▶ _Your task_:
Each line below must be set down exactly as it stands.

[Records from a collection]
+---+

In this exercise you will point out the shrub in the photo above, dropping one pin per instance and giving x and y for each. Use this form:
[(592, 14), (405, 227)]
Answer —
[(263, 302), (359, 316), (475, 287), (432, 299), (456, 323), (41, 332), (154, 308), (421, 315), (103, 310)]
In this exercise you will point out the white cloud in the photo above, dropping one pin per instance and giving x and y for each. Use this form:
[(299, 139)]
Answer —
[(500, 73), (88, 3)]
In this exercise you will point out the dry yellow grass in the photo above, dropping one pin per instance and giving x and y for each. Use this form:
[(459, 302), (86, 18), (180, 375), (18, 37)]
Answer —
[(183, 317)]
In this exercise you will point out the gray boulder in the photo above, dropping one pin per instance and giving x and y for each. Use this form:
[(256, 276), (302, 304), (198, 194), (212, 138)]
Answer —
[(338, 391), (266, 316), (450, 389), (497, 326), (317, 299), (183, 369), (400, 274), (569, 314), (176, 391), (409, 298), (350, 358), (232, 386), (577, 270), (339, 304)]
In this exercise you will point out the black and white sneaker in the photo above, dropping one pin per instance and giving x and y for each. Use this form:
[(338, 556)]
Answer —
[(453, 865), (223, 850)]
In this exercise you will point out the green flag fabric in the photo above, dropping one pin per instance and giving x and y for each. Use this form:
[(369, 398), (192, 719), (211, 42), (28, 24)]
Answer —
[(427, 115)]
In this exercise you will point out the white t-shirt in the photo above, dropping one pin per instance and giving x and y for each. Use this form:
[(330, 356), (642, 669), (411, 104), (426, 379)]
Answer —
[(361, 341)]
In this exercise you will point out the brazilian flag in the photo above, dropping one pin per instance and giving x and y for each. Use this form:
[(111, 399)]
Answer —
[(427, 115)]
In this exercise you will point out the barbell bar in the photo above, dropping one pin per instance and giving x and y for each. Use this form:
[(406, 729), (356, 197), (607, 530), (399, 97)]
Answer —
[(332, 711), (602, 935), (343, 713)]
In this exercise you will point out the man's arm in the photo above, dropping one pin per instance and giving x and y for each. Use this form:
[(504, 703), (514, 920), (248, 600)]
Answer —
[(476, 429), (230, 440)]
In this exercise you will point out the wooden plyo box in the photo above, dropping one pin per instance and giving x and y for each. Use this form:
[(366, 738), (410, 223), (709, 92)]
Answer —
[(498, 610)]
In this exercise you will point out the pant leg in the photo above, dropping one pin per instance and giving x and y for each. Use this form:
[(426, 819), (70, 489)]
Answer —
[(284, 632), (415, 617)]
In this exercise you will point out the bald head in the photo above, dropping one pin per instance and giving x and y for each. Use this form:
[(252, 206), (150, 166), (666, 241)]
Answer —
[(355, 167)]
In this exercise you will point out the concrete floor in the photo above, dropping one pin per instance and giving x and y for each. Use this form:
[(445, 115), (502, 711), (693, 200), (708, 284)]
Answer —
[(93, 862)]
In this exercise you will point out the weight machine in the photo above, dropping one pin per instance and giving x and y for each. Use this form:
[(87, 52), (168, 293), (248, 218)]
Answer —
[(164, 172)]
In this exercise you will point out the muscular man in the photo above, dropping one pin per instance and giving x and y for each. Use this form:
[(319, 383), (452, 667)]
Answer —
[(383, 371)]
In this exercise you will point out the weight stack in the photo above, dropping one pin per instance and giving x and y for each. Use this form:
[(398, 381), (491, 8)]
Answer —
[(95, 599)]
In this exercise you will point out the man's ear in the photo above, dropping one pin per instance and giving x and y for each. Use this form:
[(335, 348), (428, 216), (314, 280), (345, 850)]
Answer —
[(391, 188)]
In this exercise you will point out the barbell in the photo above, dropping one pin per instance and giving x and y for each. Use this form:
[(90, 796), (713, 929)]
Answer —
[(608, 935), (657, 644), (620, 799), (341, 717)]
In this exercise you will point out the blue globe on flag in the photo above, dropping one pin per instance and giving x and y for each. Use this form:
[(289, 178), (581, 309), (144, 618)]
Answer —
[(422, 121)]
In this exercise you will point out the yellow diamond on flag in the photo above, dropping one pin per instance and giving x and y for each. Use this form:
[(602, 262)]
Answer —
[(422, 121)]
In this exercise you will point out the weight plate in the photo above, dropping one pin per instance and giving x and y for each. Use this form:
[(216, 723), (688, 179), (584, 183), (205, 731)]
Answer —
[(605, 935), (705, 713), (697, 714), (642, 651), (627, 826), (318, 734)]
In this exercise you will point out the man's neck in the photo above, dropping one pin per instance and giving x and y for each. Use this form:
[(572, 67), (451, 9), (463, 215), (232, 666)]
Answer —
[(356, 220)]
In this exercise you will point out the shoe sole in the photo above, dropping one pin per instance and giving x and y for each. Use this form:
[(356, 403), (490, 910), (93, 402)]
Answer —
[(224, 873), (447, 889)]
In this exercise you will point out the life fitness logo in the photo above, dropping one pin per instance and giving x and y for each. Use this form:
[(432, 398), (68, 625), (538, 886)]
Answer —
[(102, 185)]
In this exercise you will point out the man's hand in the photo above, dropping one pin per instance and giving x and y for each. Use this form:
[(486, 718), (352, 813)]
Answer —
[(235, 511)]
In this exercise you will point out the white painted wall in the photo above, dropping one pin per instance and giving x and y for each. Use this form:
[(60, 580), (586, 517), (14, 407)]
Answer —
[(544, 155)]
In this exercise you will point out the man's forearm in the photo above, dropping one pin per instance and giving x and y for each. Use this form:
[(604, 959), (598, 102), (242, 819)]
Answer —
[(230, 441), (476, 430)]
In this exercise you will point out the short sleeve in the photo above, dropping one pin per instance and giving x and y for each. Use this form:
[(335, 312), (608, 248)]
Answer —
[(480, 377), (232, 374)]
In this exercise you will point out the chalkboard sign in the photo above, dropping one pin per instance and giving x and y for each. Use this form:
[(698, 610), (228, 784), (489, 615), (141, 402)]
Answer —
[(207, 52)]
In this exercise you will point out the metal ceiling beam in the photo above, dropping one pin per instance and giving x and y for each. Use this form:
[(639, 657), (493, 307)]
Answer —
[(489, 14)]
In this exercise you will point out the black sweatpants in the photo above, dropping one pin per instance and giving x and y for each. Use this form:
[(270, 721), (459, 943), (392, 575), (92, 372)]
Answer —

+---+

▶ _Solution for this exercise_:
In this exercise you will point out the shrub in the photo above, dropping one pin per instance and giving x and y for each. Use this form:
[(592, 14), (405, 227)]
Answer —
[(263, 302), (359, 316), (475, 287), (432, 299), (456, 323), (41, 332), (154, 308), (421, 315), (103, 310)]
In this exercise you will point out the white cloud in the photo above, dropping one pin per instance and giving x and y for each. Use this form:
[(299, 139)]
Answer —
[(500, 73), (88, 3)]
In this exercise you will point out the dry yellow grass in the photo above, dropping one pin per instance and giving x and y for each. Use this form:
[(459, 302), (86, 18), (180, 375), (18, 37)]
Answer —
[(183, 317)]
In this exercise you will point out the gray boulder in the photo above, dropping one pin per instance and giving x and y for each. Use this form:
[(256, 276), (302, 304), (198, 194), (212, 138)]
Answer —
[(338, 391), (266, 316), (450, 389), (497, 326), (317, 299), (183, 369), (400, 274), (569, 314), (176, 391), (409, 298), (350, 358), (232, 386), (577, 270), (339, 304)]
In this exercise you will point out the black and white sneaker in the photo above, dropping one pin per instance and giving x and y for each. Use this form:
[(338, 556)]
Answer —
[(453, 865), (223, 850)]
In this exercise you will point out the green flag fabric in the photo above, dropping one pin per instance and giving x and y for each. Use this form:
[(369, 398), (192, 719), (211, 42), (28, 24)]
Answer —
[(427, 115)]
In this exercise you will point out the white t-shirt in the photo above, dropping one pin per instance and giving x and y for each. Use this form:
[(330, 356), (642, 669), (411, 104), (426, 379)]
Answer —
[(361, 341)]
In this exercise you will point out the brazilian flag in the photo above, dropping one pin per instance and giving x and y for each. Use this form:
[(111, 399)]
Answer —
[(427, 115)]
In this exercise you will point out the barbell bar in the photo above, dropping one pin per instance and giving x and y for each. Use this form:
[(406, 729), (356, 197), (607, 530), (399, 97)]
Answer —
[(332, 711), (602, 935), (343, 713)]
In this exercise you will point out the man's arm in the photo above, dropping one pin per instance and giving x and y for each. Use this form:
[(504, 703), (514, 920), (248, 600)]
Answer —
[(476, 429), (230, 440)]
In this exercise you will point out the wooden plyo box in the photo above, dropping one pin per instance and giving x and y for each. Use this form:
[(366, 738), (410, 223), (709, 92)]
Answer —
[(498, 610)]
In this exercise you will point out the pant leg in the photo above, dropping one pin per instance and giving x and y for each. Use this form:
[(426, 819), (70, 489)]
Answer —
[(284, 632), (415, 617)]
In this exercise you will point out the bald head in the photo above, dropping one pin per instance and giving x and y for each. Use this form:
[(252, 206), (150, 166), (666, 241)]
Answer —
[(355, 167)]
In this exercise you will point out the concrete floor in the photo above, dropping one pin per instance and giving x and y for each. Use this form:
[(445, 115), (502, 711), (693, 200), (708, 284)]
Answer —
[(93, 862)]
In this exercise you will point out the weight machine in the photo above, dropping one pin per instance and giving x and y for each. Use this form:
[(87, 52), (168, 293), (248, 218)]
Answer —
[(164, 172)]
In this exercise you will point out the muscular man in the photo above, dropping one pin per instance and giving x and y for each. Use this form:
[(319, 383), (452, 667)]
Answer —
[(383, 371)]
In this exercise you will point out the weight stack in the photo above, dropping one pin per instance and giving x and y for each. Use this form:
[(398, 381), (491, 8)]
Answer —
[(95, 599)]
In this exercise you will point out the man's ear in the photo above, dropping one pin per instance and giving x and y for each. Use this form:
[(335, 348), (428, 216), (314, 280), (345, 850)]
Answer —
[(391, 188)]
In this exercise you will point out the barbell in the photo above, dropping one pin per instance and giving x and y for each. Use this form:
[(90, 796), (713, 929)]
Answer —
[(608, 935), (657, 644), (620, 799), (341, 717)]
In this exercise you will point out the blue globe on flag in the photo above, dropping one pin per instance and giving x and y for each. Use this form:
[(289, 178), (581, 309), (144, 618)]
Answer —
[(422, 121)]
In this exercise you will point out the yellow diamond on flag in the photo above, dropping one pin per instance and giving x and y for each. Use this form:
[(602, 262)]
Answer —
[(422, 121)]
In this exercise you will point out the weight plate in the photo above, dropping one pin per instance and giving x and y for each. Use this form:
[(216, 723), (688, 179), (584, 183), (205, 731)]
Answer —
[(605, 935), (705, 713), (697, 714), (642, 651), (627, 826), (318, 734)]
In this exercise you will point out the man's neck in the photo above, dropping one pin per instance and giving x and y for each. Use this form:
[(572, 67), (451, 9), (463, 215), (232, 666)]
Answer —
[(356, 220)]
In this exercise you will point out the shoe sole in the photo above, dropping one pin per instance and giving x and y for each. Use this form:
[(356, 403), (490, 910), (93, 402)]
Answer —
[(224, 873), (447, 889)]
In this exercise you will point out the life fitness logo in the photo above, dropping one pin per instance and giving x and y for each. Use this form:
[(432, 398), (68, 625), (538, 886)]
Answer —
[(102, 185)]
In this exercise you will point out the man's hand in the photo above, dropping one pin per instance and giving x and y for each. Use this form:
[(486, 718), (352, 813)]
Answer —
[(235, 511)]
In this exercise you will point out the white painted wall in the photo above, dropping one pin per instance and giving x and y for each. Use this form:
[(60, 580), (586, 517), (14, 407)]
Answer —
[(544, 155)]
In this exercise you will point out the man's forearm in the photo above, dropping one pin per instance and giving x and y for each. Use this form:
[(604, 959), (598, 102), (242, 819)]
Answer —
[(230, 441), (476, 430)]
In this exercise you will point out the short sleeve in the photo above, dropping one pin per instance and giving x and y for each. Use this form:
[(335, 312), (608, 248)]
Answer —
[(480, 377), (232, 374)]
In this exercise you will point out the chalkboard sign in the photo above, dropping one pin per instance and giving x and y for each. Use this form:
[(698, 610), (228, 784), (489, 615), (141, 402)]
Answer —
[(207, 52)]
In this exercise you will point out the metal ceiling beam in the photo above, dropping one pin per instance and giving x and y for each. Use this form:
[(639, 657), (493, 307)]
Answer —
[(489, 14)]
In this exercise you will point out the black sweatpants in the photo above, dropping one pin per instance and giving x and y for each. Use this form:
[(270, 721), (459, 943), (392, 575), (92, 372)]
Answer —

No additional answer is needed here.